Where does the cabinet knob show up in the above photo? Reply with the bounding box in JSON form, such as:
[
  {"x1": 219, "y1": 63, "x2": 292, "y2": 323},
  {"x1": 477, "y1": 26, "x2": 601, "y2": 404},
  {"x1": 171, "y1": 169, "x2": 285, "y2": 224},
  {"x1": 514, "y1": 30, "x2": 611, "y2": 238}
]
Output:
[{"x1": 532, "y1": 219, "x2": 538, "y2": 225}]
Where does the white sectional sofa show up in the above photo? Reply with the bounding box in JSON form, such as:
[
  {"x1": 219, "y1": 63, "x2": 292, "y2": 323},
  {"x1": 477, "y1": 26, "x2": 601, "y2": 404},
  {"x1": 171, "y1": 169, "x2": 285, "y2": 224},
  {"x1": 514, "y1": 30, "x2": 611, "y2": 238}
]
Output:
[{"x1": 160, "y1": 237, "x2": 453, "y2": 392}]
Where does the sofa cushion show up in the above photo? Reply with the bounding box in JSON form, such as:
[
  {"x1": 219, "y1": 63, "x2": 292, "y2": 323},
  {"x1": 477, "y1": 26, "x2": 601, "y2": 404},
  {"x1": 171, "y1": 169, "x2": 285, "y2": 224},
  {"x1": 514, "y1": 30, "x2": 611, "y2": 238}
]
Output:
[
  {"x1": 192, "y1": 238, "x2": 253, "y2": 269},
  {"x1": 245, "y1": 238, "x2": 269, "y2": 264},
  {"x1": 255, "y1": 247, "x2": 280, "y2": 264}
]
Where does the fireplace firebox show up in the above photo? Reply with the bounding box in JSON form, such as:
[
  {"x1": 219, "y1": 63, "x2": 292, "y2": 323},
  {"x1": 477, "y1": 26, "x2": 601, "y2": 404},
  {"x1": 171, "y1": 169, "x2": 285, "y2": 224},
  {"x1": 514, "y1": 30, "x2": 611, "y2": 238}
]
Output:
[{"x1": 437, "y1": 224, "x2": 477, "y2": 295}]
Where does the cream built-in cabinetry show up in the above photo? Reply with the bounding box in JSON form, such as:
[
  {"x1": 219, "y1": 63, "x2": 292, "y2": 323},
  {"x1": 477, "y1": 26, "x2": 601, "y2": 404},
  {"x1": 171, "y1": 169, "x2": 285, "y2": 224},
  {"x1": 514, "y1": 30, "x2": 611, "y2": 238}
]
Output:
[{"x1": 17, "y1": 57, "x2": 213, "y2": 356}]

########

§ YOUR INSTRUCTIONS
Scan the listing for "above" and copy out each line that has it.

§ ANSWER TO THE PROBLEM
Where does the cabinet knob show up in the above photo? Reply with the bounding box in JSON form, such as:
Where does the white sectional sofa show up in the above photo? Reply with the bounding box in JSON form, such as:
Where does the sofa cushion show up in the above photo? Reply with the bounding box in JSON form, such as:
Where does the fireplace firebox show up in the above photo? Reply with the bounding box in JSON form, such as:
Where does the cream built-in cabinetry show up in the above photo? Reply with the bounding box in JSON form, such as:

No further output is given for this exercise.